- TASK BRIEF: Carry on the email thread about the environmental impacts of recycling glass, starting right after its final line.

- DOCUMENT PASSAGE:
□ □ □ □ □

According to my reading of the book that I cited (see page 432), yes, the
extraction of the raw material is included.  It says 

"In the following sections covering the environmental burden of reprocessing
each of the recovered materials, data will be presented for the following:

1. Energy consumption and emissions associated with production of the virgin
materials that this material could replace (starting from raw material
extraction). "

John 

> -----Original Message-----
> From: Susan Hubbard [mailto:susanh@no.address]
> Sent: Monday, April 14, 2003 10:01 AM
> To: 'Helen Spiegelman'; greenyes@no.address
> Subject: RE: [greenyes] The environmental impacts of recycling glass
> 
> 
> Do the studies and the numbers John cites include the impacts upstream?
> The impacts from mining? How far back you stand to look at this issue
> impacts the information you get. The reason you do or don't recycle
> impacts where you stand.
> 
> Helen's point about glass aggregate points to another viewpoint. The
> reason the glass she refers to isn't being recycled back into glass is
> because it isn't being looked at as a resource but rather as a garbage
> to collect off the street. 
> 
> You can back up your own opinion easily. 
> Seeing another viewpoint is more difficult.
> 
> Susan Hubbard
> Eureka Recycling
> 624 Selby Ave.
> Saint Paul, MN 55104
> 651.222.7678
> 651.221.9831 (fax)
> susanh@no.address
> www.eurekarecycling.org
>  
>  
>  
> 
> -----Original Message-----
> From: Helen Spiegelman [mailto:hspie@no.address] 
> Sent: Monday, April 14, 2003 9:47 AM
> To: greenyes@no.address
> Subject: Re: [greenyes] The environmental impacts of recycling glass
> 
> Thanks to John Reindl for supplying yet another piece of credible
> testimony 
> underscoring the limited environmental benefits of recycling glass.
> 
> Everyone needs to understand that the environmental benefits 
> quantified 
> below apply only when the glass is recycled back into glass. The much
> more 
> common practice is to "recycle" glass into drainrock/aggregate
> substitute 
> at construction sites. This "recycling" application represents a
> complete 
> write-off of all the energy used to transform the sand into 
> glass in the
> 
> first place.
> 
> Is glass recycling a benefit to the environment or a 
> feel-good exercise
> at 
> considerable public expense?
> 
> Helen.
> 
> At 09:05 AM 04/14/2003 -0500, Reindl, John wrote:
> >Hi all ~
> >
> >I have seen various computer models that tally up the environmental
> impacts
> >of recycling glass. The latest -- and very clearly stated -- 
> is in the
> 2001
> >edition of "Integrated Solid Waste Management: A Life Cycle 
> Inventory",
> by
> >Forbes McDougall, et. al.
> >
> >On pages 441-442, Table 22.3 compares about 50 parameters, 
> and I would
> be
> >glad to copy and either mail or fax the tables to people.

□ □ □ □ □

- RECORD EXCERPTS:
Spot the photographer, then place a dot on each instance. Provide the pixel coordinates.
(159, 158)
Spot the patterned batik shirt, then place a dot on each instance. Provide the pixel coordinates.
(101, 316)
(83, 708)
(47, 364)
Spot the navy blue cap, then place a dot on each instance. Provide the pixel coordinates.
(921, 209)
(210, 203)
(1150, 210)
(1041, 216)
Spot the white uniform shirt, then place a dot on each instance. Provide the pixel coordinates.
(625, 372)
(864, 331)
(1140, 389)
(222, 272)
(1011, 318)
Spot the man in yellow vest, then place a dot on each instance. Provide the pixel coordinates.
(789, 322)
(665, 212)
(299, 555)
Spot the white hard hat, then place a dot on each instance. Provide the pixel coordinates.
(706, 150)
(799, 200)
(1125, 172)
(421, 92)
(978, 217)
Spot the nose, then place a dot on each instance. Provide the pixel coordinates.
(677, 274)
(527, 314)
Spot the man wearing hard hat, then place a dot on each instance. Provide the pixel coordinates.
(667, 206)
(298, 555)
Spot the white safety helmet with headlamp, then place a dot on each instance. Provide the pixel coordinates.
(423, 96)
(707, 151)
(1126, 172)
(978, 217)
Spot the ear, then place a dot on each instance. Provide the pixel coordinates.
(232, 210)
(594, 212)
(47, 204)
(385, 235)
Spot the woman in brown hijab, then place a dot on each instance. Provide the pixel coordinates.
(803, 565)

□ □ □ □ □

- FINAL RESULT:
> >
> >Here are some of the data, expressed on a metric ton basis 
> of finished
> >product:
> >
> >    Parameter                    Virgin          Recycled
> >
> >Engery (GJoules)                14.5                11.04
> >
> >Carbon dioxide                  145,600            57,000
> >
> >NOx                             1500                  2880
> >
> >Suspended solids - water        7760                    796
> >
> >Chlorides -water                        99,900               8,410
> >
> >Total organics - water              68.5                      80.7
> >
> >On the energy issue, a gigajoule is a billion joules and 
> there are 1054
> >joules in a BTU. Thus, making a metric ton of glass from recycled
> material
> >saves about 3.3 million BTUs, or 3 million BTUs per US ton, according
> to
> >this source. In comparison, according to data in the March/April 1981
> issue
> >of BioCycle, an article by Jerry Powell puts the savings at 2.95
> million
> >BTUs a ton, although the article has alternative estimates of 1.3 to
> 2.5
> >million BTUs. In the same article, it is noted that a gallon of
> gasoline has
> >128,000 BTUs.
> >
> >The data do not include the impacts of collection, processing or
> >transportation, which is included in other sections of the book.
> >
> >Other LCA models also exist, including one by Argonne National Labs,
> which
> >looked at the distance to which cullet can be transported before the
> energy
> >of transportation exceeds the energy savings. If  I can find the data
> of
> >these other studies, I will let people know.
> >
> >It should be noted that on a per ton basis, the energy savings from
> glass
> >are less than the savings from all other products listed in the above
> book.
> >The book listed above does not evaluate the relative 
> importance of the
> >various environmental impacts nor does it look at a possible economic
> value
> >for the individual impacts, as is done in environmental valuation
> studies.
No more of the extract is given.